§ **INPUT MATERIAL**:

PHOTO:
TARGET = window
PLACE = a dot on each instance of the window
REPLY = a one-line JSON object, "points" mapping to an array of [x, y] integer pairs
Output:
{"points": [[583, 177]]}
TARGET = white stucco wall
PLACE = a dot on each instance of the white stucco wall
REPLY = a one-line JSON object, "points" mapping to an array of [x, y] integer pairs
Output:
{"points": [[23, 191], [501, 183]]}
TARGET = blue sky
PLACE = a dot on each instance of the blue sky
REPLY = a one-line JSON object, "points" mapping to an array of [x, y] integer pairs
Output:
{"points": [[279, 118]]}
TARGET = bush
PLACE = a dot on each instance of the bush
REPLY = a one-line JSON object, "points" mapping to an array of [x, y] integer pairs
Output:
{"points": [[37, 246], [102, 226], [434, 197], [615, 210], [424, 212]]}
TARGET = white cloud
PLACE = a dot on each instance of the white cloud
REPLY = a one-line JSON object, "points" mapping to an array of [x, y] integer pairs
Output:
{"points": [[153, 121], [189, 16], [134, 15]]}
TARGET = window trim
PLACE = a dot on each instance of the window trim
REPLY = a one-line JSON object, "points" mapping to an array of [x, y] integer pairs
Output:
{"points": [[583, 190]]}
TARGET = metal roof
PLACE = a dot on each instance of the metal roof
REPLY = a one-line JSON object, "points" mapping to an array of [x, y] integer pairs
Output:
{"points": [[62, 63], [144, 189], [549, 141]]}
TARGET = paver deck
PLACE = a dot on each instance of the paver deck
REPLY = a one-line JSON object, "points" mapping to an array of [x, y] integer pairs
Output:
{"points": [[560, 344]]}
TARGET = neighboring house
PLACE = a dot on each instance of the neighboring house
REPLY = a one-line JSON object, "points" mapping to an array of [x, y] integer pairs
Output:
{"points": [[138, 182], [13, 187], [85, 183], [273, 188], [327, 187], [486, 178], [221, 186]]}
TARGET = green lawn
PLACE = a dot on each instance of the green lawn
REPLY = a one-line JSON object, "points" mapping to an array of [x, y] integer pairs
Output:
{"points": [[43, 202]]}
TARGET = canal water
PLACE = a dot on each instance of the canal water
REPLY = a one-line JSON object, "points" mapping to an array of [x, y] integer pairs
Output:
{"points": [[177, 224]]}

§ **REQUIREMENTS**: Quote all the records. Keep every word exact.

§ **RESPONSE TO THE TASK**:
PHOTO:
TARGET = window
PLACE = a dot on each instance of the window
REPLY = a one-line JSON object, "points" mapping to an array of [x, y] integer pairs
Output:
{"points": [[583, 177]]}
TARGET = white stucco wall
PLACE = a dot on each instance of the white stucco wall
REPLY = a one-line JSON object, "points" mapping to an array of [x, y] integer pairs
Output:
{"points": [[23, 191], [501, 183]]}
TARGET = blue sky
PLACE = a dot on each instance of the blue sky
REPLY = a one-line JSON object, "points" mapping to an array of [x, y] integer pairs
Output:
{"points": [[279, 118]]}
TARGET = bush
PLACE = a dot on each instance of the bush
REPLY = a one-line JSON object, "points" mapping to an array of [x, y] integer pairs
Output:
{"points": [[37, 246], [102, 226], [434, 197], [615, 210], [424, 212]]}
TARGET = white cloud
PLACE = a dot on each instance of the white cloud
REPLY = a one-line JSON object, "points" mapping to an array of [x, y] integer pairs
Output:
{"points": [[153, 121], [189, 16], [134, 15]]}
TARGET = window trim
PLACE = a dot on each instance of the window trim
REPLY = a one-line JSON object, "points" mapping to an array of [x, y] integer pairs
Output:
{"points": [[583, 190]]}
TARGET = metal roof
PLACE = a dot on each instance of the metal roof
REPLY = a one-line JSON object, "points" mapping to an array of [x, y] integer pairs
Output:
{"points": [[62, 63], [144, 189], [549, 141]]}
TARGET = paver deck
PLACE = a dot on each instance of the paver deck
REPLY = a one-line JSON object, "points" mapping to an array of [x, y] integer pairs
Output:
{"points": [[560, 344]]}
TARGET = neighboring house
PLACE = a dot on each instance of the neighboring house
REPLY = a one-line JSON object, "points" mapping to an array of [x, y] integer pairs
Output:
{"points": [[138, 182], [13, 187], [85, 183], [273, 188], [327, 187], [486, 178], [221, 186]]}
TARGET = green lawn
PLACE = a dot on each instance of the green lawn
REPLY = a one-line JSON object, "points" mapping to an array of [x, y] integer pairs
Output:
{"points": [[43, 202]]}
TARGET = canal water
PLACE = a dot on each instance of the canal water
REPLY = a one-line JSON object, "points" mapping to an array of [x, y] integer pairs
Output:
{"points": [[177, 224]]}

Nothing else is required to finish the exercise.